--- TASK BRIEF ---
Each entry below is to be printed verbatim.

---- THE RECORDS

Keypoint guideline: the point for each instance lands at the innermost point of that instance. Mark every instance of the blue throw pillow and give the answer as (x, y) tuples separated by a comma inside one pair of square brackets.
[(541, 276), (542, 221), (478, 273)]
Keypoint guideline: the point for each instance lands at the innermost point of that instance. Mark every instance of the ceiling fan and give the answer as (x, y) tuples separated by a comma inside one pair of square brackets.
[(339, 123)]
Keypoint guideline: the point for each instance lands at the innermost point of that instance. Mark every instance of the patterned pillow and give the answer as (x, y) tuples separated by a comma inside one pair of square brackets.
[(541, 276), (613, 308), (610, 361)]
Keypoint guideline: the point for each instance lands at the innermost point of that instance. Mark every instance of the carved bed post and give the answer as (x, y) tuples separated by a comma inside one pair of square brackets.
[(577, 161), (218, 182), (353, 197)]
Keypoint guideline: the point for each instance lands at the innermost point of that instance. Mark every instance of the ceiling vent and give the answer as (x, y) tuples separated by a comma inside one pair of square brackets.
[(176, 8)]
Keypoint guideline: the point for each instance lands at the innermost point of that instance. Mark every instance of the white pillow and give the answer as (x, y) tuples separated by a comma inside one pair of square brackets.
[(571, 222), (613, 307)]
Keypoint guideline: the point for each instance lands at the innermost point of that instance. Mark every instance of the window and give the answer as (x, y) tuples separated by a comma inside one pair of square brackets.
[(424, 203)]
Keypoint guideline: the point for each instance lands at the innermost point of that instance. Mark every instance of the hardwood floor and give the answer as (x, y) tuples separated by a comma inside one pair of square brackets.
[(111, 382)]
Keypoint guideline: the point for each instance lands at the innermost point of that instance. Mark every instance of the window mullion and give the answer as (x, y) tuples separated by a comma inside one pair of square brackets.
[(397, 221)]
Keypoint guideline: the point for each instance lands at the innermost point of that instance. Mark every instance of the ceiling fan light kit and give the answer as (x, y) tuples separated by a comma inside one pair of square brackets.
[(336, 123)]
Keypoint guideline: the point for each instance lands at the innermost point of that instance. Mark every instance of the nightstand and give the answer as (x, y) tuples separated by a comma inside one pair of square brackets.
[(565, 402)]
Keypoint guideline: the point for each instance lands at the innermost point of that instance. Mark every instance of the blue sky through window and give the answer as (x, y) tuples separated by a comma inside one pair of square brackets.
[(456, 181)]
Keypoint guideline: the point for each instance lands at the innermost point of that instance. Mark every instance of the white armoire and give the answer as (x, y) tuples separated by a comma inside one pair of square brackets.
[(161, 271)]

--------

--- TASK SOLUTION ---
Keypoint guideline: the point for each instance lands at the innermost point of that instance. Mark every instance of the blue throw pillow and give the answer as (x, y) tuples separated by a comma inside one pair of square brackets.
[(541, 276), (542, 221), (478, 273)]
Keypoint guideline: the point for each instance lands at the innermost point of that instance. Mark every instance of the ceiling fan and give the answer as (x, y) tuples separated by a comma inside one pair of square brackets.
[(339, 123)]
Keypoint guideline: the point for each instance lands at the innermost point of that instance. Mark every instance of the patterned pillow and give the answer as (x, y) tuples separated by a comma inside one pair of square brackets.
[(541, 276), (613, 308), (610, 361)]
Keypoint guideline: the point for each instance lands at the innermost point of that instance. Mark every instance of the carved bed post and give the answer as (x, y) tuples separated by a comma inside one pair of square brackets.
[(577, 161), (218, 182), (353, 197)]
Keypoint guideline: the point for each instance lands at the innermost point of that instance. Mark every instance of the ceiling vent and give the answer as (x, y) tuples separated by a comma inside one pair of square brackets.
[(176, 8)]
Keypoint guideline: the point for each instance lands at the innermost point of that instance. Mark every instance of the white pillow and give the answer as (x, y) tuples separated by a comma inside one pair of square brackets.
[(571, 222), (613, 307)]
Keypoint guideline: the point for each instance lands at the innermost point of that instance. Mark every instance of the window and give the answer as (x, y) tuples separated by a comma inside one pair of square brackets.
[(424, 203)]
Keypoint guideline: the point for each instance lands at the innermost point of that instance. Mark every instance of the hardwood floor and give the answer as (x, y) tuples separated by a comma inside one pair of square brackets.
[(111, 382)]
Keypoint guideline: the point for each instance lands at the innermost point of that instance. Mark every instance of the window mullion and give the answer as (x, y) tuples separated by a comma inside one pair of square brackets.
[(397, 221)]
Keypoint guideline: the point for each instance lands at the innermost point of that instance. Mark every instance of the ceiling fan light kit and give the answer as (x, y) tuples separated by a comma inside one pair of square brackets.
[(336, 123)]
Keypoint guideline: the point for each instance lands at the innermost point of that instance. Mark every instance of the nightstand and give the answer as (x, y) tuples separated by a comma inside one pair of square brackets.
[(565, 402)]
Keypoint guideline: the point for each instance lands at the innermost point of that instance. Mark every instance of the blue sky through window and give the answer as (x, y) tuples separated by a comma inside one pair of square brackets.
[(456, 181)]
Keypoint guideline: the point for each instance lands at the innermost point of that instance. Mark every instance of the white armoire and give the answer as (x, y) tuples separated by a comma inside one pair of square brackets.
[(161, 271)]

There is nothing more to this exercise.